TASK GOAL: Reproduce the exhibition text on Between Things below in full, word for word.

READING PASSAGE:
>> Start

Between Things Paintings by Dionisia Salas and Joel Arthur
Dionisia Salas, With spent mouths, 2023, oil on canvas, 94.6 x 94.6 cm
By Emma Beer
Canberra Contemporary Art Space, Manuka
Exhibition Opening 6pm Thursday 11 May
12 - 21 May, 2023
Between Things extends an ongoing conversation between artists Joel Arthur and Dionisia Salas in relation to painting. Their verbal and unspoken partaking of ideas at its closest recognises a mutual love of colour; slippage of shape and imagery into thin, transparent layering or thick, waxy application; the buzz of a complementary vying for dominance; description that dips in and out of focus. At its most distant this
conversation is a birds eye view of built structure, landscape and a wet grappling with something unspeakable, intangible and yet unambiguously related to the practice of painting.

>> End

STORED DATA:
>> Start

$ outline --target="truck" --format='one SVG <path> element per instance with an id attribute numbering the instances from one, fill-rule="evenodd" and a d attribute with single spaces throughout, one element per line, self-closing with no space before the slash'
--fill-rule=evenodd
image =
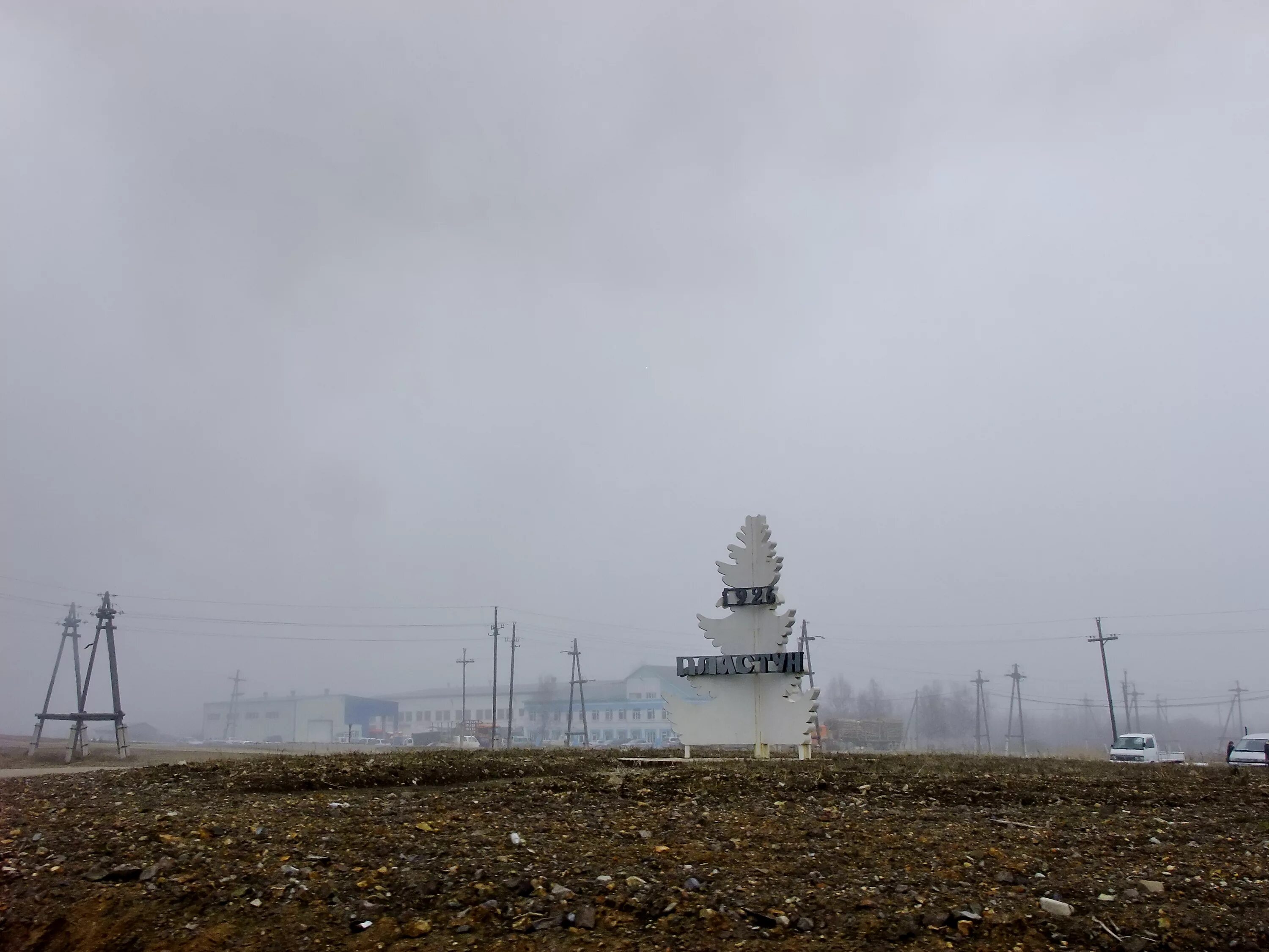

>> End

REPLY TO THE EXERCISE:
Between Things Paintings by Dionisia Salas and Joel Arthur
Dionisia Salas, With spent mouths, 2023, oil on canvas, 94.6 x 94.6 cm
By Emma Beer
Canberra Contemporary Art Space, Manuka
Exhibition Opening 6pm Thursday 11 May
12 - 21 May, 2023
Between Things extends an ongoing conversation between artists Joel Arthur and Dionisia Salas in relation to painting. Their verbal and unspoken partaking of ideas at its closest recognises a mutual love of colour; slippage of shape and imagery into thin, transparent layering or thick, waxy application; the buzz of a complementary vying for dominance; description that dips in and out of focus. At its most distant this
conversation is a birds eye view of built structure, landscape and a wet grappling with something unspeakable, intangible and yet unambiguously related to the practice of painting.